Top of Data records

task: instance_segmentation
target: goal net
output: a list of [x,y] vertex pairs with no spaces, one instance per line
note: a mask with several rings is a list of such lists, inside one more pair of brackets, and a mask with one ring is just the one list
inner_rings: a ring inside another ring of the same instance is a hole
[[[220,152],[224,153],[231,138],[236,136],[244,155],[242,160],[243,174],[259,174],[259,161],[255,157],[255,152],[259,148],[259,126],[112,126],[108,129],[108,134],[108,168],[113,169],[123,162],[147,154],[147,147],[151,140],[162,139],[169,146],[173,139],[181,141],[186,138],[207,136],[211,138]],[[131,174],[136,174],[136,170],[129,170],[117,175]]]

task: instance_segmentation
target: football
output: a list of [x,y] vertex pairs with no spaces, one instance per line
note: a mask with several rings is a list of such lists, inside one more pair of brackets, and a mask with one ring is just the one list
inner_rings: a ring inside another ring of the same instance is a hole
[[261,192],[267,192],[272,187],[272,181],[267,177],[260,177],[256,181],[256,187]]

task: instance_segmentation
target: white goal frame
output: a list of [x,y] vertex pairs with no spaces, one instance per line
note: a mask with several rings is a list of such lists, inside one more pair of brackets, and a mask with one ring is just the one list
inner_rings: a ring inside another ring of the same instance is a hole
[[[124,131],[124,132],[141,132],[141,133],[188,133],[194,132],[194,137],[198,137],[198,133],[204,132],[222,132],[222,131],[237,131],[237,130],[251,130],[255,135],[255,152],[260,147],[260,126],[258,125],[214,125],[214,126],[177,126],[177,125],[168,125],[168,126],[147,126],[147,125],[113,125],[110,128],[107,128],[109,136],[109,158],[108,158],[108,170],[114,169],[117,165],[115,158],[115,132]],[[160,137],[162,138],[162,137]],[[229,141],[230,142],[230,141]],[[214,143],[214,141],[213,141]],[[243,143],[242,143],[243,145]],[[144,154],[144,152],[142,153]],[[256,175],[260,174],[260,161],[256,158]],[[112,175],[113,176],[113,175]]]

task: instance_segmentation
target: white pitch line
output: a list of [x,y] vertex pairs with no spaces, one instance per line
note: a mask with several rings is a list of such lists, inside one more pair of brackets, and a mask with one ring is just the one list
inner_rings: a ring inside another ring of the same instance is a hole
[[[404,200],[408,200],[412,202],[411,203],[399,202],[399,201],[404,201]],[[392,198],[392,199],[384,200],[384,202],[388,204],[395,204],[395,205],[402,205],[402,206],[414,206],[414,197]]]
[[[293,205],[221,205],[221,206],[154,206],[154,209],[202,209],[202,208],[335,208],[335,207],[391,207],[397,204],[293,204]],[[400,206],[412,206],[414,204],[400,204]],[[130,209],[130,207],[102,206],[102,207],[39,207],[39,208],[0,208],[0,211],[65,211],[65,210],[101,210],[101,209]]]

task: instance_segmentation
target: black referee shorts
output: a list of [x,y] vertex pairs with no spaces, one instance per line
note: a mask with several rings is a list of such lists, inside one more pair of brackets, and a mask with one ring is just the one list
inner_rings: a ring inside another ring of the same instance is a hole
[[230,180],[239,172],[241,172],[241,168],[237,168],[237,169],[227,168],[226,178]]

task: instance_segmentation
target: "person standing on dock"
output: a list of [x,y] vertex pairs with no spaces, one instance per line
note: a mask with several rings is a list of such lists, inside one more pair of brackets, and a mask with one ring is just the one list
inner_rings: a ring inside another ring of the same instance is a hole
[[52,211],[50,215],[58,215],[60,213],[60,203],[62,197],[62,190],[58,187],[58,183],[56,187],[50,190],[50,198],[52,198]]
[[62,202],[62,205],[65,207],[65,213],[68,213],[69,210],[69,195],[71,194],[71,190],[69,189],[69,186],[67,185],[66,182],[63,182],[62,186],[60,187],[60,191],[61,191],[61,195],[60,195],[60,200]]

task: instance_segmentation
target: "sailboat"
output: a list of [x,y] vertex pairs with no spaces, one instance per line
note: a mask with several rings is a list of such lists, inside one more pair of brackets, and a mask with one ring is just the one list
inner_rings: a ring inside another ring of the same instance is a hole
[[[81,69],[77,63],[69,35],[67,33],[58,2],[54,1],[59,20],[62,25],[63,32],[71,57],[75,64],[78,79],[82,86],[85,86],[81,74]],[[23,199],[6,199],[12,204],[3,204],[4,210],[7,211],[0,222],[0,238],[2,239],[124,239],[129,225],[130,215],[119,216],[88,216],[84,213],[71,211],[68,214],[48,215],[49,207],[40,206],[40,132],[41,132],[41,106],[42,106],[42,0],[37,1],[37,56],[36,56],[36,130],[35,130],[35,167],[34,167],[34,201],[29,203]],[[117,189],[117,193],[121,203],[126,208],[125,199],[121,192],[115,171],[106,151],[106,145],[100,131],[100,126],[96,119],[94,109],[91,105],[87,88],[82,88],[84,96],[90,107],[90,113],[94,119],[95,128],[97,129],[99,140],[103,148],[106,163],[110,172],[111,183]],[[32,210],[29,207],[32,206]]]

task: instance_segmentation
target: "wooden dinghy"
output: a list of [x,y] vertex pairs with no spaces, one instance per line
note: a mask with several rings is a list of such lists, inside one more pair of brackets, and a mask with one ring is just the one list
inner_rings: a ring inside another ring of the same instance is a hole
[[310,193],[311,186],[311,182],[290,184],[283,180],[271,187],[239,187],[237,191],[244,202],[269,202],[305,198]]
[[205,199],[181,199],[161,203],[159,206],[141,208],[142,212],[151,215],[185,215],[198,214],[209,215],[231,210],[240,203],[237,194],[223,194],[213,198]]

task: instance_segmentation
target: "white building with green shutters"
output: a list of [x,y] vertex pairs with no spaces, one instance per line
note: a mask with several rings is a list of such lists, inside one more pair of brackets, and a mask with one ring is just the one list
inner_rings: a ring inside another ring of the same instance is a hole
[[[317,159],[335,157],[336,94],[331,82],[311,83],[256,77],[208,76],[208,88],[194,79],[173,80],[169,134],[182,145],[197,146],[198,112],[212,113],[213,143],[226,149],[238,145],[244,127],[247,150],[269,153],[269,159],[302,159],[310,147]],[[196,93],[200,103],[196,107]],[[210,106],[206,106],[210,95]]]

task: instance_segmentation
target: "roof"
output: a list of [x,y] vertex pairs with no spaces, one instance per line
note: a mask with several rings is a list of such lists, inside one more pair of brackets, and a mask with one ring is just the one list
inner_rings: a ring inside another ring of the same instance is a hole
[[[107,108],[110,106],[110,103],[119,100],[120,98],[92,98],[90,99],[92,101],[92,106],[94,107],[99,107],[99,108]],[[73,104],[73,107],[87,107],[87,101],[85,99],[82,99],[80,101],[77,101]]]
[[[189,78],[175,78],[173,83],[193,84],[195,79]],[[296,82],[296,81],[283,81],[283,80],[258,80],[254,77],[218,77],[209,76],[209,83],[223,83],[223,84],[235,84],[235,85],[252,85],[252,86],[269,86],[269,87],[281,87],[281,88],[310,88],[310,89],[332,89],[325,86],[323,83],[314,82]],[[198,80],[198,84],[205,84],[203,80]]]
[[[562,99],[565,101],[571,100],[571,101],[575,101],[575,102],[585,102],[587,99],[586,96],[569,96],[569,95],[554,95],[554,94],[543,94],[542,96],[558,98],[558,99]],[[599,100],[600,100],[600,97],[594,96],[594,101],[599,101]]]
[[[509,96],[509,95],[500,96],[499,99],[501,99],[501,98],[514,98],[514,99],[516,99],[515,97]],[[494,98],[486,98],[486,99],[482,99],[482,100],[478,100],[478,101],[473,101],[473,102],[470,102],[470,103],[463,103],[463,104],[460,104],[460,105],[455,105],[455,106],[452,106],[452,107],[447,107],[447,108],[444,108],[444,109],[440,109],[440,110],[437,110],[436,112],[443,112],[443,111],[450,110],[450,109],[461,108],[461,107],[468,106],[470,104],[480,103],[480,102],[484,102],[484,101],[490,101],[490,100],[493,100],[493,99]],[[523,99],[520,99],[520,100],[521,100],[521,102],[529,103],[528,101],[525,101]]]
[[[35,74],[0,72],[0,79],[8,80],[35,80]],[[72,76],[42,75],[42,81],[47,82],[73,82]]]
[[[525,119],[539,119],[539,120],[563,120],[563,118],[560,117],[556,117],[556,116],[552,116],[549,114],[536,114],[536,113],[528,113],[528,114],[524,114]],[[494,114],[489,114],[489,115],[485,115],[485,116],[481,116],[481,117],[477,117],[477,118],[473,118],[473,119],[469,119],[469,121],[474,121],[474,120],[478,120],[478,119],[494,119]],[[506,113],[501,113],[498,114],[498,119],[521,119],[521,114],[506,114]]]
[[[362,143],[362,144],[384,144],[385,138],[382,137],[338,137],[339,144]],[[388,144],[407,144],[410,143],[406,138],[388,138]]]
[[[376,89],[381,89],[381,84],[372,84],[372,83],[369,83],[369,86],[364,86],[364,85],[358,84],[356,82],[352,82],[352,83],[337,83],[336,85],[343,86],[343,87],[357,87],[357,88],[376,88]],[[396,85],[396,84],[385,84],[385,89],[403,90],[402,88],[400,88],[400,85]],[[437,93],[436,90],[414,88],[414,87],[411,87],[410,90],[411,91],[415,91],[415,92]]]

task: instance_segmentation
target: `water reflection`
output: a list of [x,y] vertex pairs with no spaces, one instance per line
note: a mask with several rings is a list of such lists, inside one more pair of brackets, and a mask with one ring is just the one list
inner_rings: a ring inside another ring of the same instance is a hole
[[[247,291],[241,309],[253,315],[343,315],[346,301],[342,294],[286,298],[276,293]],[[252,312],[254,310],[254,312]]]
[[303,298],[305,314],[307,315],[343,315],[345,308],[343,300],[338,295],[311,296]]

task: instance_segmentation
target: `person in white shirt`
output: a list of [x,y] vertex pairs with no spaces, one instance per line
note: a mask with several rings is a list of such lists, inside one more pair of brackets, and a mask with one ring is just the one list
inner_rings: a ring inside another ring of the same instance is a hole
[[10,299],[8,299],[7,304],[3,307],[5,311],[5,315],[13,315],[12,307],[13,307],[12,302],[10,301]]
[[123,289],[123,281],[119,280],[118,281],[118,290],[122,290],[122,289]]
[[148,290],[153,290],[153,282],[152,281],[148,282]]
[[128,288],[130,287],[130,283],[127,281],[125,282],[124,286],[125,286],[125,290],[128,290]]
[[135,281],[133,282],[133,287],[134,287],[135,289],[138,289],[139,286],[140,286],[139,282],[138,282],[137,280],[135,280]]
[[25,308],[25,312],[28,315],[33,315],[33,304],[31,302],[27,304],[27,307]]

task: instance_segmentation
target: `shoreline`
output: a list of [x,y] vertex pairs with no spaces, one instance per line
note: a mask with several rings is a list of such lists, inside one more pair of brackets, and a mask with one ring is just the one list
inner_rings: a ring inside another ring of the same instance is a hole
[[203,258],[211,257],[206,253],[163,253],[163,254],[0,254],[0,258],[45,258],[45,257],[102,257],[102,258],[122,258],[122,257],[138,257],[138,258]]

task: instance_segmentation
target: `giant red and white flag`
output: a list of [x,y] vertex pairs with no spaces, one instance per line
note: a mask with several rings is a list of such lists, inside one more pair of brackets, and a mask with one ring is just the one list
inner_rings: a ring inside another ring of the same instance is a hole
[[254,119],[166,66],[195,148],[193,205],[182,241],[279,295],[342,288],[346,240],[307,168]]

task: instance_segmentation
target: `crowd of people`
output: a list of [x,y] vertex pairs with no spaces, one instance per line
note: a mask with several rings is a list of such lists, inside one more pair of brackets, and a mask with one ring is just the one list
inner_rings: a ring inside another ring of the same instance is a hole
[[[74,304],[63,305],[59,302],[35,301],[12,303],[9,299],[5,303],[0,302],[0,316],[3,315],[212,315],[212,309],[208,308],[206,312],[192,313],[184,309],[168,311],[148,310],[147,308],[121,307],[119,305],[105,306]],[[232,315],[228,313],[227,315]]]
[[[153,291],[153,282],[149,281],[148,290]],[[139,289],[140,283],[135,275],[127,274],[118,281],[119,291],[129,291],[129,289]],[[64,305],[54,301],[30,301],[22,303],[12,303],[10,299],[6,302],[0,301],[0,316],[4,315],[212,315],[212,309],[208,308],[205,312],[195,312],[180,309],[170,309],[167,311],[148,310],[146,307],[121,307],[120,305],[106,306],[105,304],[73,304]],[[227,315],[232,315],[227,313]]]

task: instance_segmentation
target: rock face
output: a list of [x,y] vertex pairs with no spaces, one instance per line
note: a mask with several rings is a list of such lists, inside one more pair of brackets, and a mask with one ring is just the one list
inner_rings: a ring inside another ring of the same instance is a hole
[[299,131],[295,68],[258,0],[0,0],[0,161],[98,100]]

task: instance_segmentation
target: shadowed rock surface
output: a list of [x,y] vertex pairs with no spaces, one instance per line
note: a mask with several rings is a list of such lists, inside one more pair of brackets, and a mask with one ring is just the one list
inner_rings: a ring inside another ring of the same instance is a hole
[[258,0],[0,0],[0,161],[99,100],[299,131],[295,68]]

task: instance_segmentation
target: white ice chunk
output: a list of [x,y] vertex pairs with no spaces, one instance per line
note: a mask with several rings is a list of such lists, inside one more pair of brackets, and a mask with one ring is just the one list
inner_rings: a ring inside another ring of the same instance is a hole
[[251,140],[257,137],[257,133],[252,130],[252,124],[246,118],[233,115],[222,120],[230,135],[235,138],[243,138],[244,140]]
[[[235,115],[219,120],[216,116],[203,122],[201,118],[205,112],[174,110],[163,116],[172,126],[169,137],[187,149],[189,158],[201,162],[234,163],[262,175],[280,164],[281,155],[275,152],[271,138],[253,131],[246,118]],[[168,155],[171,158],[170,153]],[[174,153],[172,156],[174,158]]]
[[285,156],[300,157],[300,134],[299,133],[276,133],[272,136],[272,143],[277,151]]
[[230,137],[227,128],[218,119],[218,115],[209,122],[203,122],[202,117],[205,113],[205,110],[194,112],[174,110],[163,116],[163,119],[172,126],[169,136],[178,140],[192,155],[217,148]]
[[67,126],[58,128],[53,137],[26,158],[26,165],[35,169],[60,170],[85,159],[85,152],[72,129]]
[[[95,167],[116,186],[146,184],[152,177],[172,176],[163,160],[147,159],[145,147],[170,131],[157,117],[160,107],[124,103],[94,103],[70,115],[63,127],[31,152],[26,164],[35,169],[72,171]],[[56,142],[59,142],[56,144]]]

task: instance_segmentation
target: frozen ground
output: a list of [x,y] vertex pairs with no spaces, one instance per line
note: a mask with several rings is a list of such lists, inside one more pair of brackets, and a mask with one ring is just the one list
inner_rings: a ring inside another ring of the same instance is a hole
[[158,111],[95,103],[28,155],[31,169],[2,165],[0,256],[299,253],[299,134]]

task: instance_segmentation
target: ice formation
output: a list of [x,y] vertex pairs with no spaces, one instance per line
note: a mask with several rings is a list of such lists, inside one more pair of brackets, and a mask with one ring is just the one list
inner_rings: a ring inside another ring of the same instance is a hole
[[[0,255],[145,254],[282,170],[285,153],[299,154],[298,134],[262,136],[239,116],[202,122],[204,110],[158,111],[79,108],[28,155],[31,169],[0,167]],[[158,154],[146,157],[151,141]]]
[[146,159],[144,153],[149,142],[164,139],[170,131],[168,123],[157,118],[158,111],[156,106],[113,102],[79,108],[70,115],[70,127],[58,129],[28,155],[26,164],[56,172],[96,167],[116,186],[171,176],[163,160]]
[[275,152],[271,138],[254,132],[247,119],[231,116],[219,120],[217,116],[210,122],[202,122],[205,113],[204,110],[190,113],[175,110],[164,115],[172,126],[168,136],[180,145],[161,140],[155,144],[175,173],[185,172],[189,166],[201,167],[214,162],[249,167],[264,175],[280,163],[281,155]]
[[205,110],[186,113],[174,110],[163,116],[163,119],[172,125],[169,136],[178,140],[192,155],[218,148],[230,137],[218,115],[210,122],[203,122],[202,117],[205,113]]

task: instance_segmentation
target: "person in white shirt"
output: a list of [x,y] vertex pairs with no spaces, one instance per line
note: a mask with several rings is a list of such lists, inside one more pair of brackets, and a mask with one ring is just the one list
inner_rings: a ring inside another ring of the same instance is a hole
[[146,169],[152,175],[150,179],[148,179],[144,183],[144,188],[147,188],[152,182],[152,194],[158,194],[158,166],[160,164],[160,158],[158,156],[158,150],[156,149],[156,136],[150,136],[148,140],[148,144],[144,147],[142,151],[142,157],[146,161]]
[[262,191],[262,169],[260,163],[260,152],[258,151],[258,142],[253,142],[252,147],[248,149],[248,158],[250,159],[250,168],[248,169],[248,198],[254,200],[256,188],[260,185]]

Bottom of Data records

Exercise details
Check each line above for the word "rock", and copy the lines where it appears.

The completed task
target: rock face
target: shadowed rock surface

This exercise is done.